(Co zrobić)
Przepisz poniższe wiersze, zastępując każde „Target” przez „Object”. Pozostała treść ma zostać bez zmian.

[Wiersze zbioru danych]

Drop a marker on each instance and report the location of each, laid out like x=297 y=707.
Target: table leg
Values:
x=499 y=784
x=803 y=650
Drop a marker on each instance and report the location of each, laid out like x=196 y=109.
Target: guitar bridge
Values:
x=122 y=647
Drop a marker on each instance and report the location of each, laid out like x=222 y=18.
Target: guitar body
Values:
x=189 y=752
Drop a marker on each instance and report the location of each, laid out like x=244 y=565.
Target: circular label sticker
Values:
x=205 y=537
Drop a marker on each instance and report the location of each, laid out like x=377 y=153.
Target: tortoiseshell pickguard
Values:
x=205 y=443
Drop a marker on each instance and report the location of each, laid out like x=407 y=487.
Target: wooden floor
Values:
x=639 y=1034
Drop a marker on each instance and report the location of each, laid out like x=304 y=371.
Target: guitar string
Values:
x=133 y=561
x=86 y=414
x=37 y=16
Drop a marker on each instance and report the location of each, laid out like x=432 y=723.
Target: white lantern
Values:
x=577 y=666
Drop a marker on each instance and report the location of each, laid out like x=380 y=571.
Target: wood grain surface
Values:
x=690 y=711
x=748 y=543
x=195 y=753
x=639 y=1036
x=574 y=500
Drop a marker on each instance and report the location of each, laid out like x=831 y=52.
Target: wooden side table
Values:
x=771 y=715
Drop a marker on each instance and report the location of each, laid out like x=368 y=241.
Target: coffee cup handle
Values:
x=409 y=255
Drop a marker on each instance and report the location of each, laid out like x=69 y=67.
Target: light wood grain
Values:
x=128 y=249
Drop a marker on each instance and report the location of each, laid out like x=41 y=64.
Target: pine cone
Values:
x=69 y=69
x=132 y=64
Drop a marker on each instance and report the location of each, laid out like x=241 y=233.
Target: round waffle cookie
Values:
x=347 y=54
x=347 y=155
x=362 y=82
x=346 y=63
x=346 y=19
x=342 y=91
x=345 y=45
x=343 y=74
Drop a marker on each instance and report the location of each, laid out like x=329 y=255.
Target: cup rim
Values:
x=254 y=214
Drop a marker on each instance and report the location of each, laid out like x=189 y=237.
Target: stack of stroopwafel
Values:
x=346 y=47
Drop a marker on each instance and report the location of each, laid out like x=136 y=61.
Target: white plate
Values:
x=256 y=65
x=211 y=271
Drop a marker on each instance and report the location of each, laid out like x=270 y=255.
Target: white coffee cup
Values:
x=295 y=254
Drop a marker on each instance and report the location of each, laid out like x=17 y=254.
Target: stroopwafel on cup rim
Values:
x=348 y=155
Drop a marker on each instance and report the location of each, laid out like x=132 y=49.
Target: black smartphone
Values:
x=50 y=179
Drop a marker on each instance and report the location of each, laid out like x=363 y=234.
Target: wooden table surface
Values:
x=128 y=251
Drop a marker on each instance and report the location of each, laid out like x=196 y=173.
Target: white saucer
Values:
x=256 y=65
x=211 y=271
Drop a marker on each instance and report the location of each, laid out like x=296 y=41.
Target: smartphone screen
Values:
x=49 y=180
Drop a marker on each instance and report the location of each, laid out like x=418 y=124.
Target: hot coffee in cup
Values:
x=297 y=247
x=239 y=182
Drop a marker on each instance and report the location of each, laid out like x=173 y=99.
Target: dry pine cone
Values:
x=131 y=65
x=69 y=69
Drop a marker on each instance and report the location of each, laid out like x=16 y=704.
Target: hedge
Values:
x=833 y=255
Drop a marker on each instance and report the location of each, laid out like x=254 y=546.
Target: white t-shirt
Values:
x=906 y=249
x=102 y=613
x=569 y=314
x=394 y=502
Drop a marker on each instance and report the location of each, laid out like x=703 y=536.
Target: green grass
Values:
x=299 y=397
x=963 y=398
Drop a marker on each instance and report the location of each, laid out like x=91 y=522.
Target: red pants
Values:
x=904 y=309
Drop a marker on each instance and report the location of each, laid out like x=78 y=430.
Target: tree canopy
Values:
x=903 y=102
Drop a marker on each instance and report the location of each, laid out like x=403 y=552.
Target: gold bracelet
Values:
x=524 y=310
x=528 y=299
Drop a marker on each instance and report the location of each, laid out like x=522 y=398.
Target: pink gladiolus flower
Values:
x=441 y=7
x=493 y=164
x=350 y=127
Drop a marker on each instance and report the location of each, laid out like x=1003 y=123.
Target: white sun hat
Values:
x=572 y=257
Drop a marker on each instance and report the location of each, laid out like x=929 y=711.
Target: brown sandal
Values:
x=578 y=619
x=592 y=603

(Wynik zadania)
Drop a marker on each instance and report the location of each, laid out like x=297 y=707.
Object: table leg
Values:
x=499 y=784
x=803 y=650
Drop a marker on each instance and report the location of each, laid out like x=196 y=109.
Object: guitar bridge
Values:
x=122 y=647
Drop a marker on each instance and report the location of each, laid out like x=222 y=18.
Object: guitar body
Values:
x=189 y=752
Drop a marker on each instance and report the location of each, laid out like x=244 y=565.
Object: circular label sticker
Values:
x=205 y=537
Drop a marker on each instance and report the location of each, laid out like x=377 y=153.
Object: tortoiseshell pickguard
Values:
x=205 y=443
Drop a marker on each instance and report the location of each, laid out like x=407 y=487.
Object: wooden floor
Values:
x=639 y=1034
Drop a marker on each instance and report the location of each, laid out like x=304 y=371.
Object: guitar string
Values:
x=133 y=561
x=86 y=414
x=37 y=16
Drop a marker on each instance and report the location of each, laid out like x=432 y=723.
Object: white lantern
Values:
x=577 y=666
Drop a marker on each instance and report the location of each, laid out like x=380 y=571.
Object: wood grain surface
Values:
x=690 y=711
x=748 y=543
x=195 y=753
x=639 y=1036
x=574 y=500
Drop a marker on each instance and report the location of each, laid out like x=831 y=52.
Object: wooden side table
Values:
x=771 y=715
Drop a marker on each instance and report the location of each, laid out like x=368 y=241.
Object: coffee cup handle
Values:
x=409 y=255
Drop a marker on each instance and report the location of each, laid out like x=69 y=67.
Object: light wood grain
Values:
x=128 y=249
Drop a marker on each instance and report the location of each, laid out like x=41 y=64.
Object: pine cone
Values:
x=69 y=69
x=132 y=64
Drop a marker on each instance and report the location of each, laid out like x=241 y=233.
Object: round waffle cookie
Values:
x=347 y=54
x=347 y=155
x=362 y=82
x=346 y=63
x=346 y=19
x=342 y=91
x=345 y=45
x=343 y=74
Drop a marker on each instance and report the location of each, laid out like x=329 y=255.
Object: cup rim
Values:
x=254 y=214
Drop a marker on each instance and report the location of each, laid out like x=189 y=237.
Object: stack of stroopwafel
Values:
x=346 y=47
Drop a marker on each instance and report the location of each, laid out like x=136 y=61.
Object: white plate
Values:
x=256 y=65
x=211 y=271
Drop a marker on each instance and report the location of each, laid out like x=270 y=255.
Object: white coffee cup
Values:
x=295 y=254
Drop a marker on each instance and report the location of each, laid out like x=17 y=254.
Object: stroopwafel on cup rim
Values:
x=348 y=155
Drop a marker on each instance and report the location of each, laid out like x=132 y=49.
Object: black smartphone
Values:
x=50 y=179
Drop a marker on each instance and report the location of each, laid out like x=363 y=234.
Object: wooden table surface
Values:
x=128 y=251
Drop a marker on each instance and report the location of each, laid out like x=196 y=173.
Object: white saucer
Values:
x=256 y=65
x=211 y=271
Drop a marker on each instance and report the location of each, laid out like x=296 y=41.
Object: smartphone screen
Values:
x=49 y=180
Drop a marker on each instance and report the location of each, laid out like x=418 y=124.
Object: hot coffee in cup
Values:
x=297 y=247
x=239 y=182
Drop a marker on each instance and report the location of each, laid out like x=173 y=99.
Object: dry pine cone
Values:
x=131 y=65
x=69 y=69
Drop a marker on each instance and report the location of each, laid out like x=16 y=704.
Object: hedge
Values:
x=833 y=255
Drop a marker on each instance and report the location of each, laid out like x=254 y=546.
Object: white t-shirt
Values:
x=906 y=249
x=102 y=613
x=569 y=314
x=394 y=502
Drop a marker on each instance and report the location of each, laid out like x=703 y=536.
Object: green grass
Values:
x=299 y=397
x=963 y=398
Drop a marker on each instance and report the location of each, laid out like x=91 y=522.
Object: red pants
Values:
x=904 y=309
Drop a marker on each instance and report the location of each, laid out like x=78 y=430.
Object: tree canopy
Values:
x=903 y=102
Drop a marker on each instance and report the location of each, laid out like x=403 y=552.
Object: gold bracelet
Values:
x=524 y=310
x=528 y=299
Drop a marker on each instance and report the location of each, laid out like x=522 y=398.
Object: pink gladiolus flower
Values:
x=441 y=7
x=493 y=164
x=350 y=127
Drop a marker on each instance and report the location of each, laid out like x=1003 y=123.
Object: white sun hat
Values:
x=572 y=257
Drop a marker on each instance and report the location of each, laid out like x=929 y=711.
Object: brown sandal
Values:
x=578 y=619
x=592 y=603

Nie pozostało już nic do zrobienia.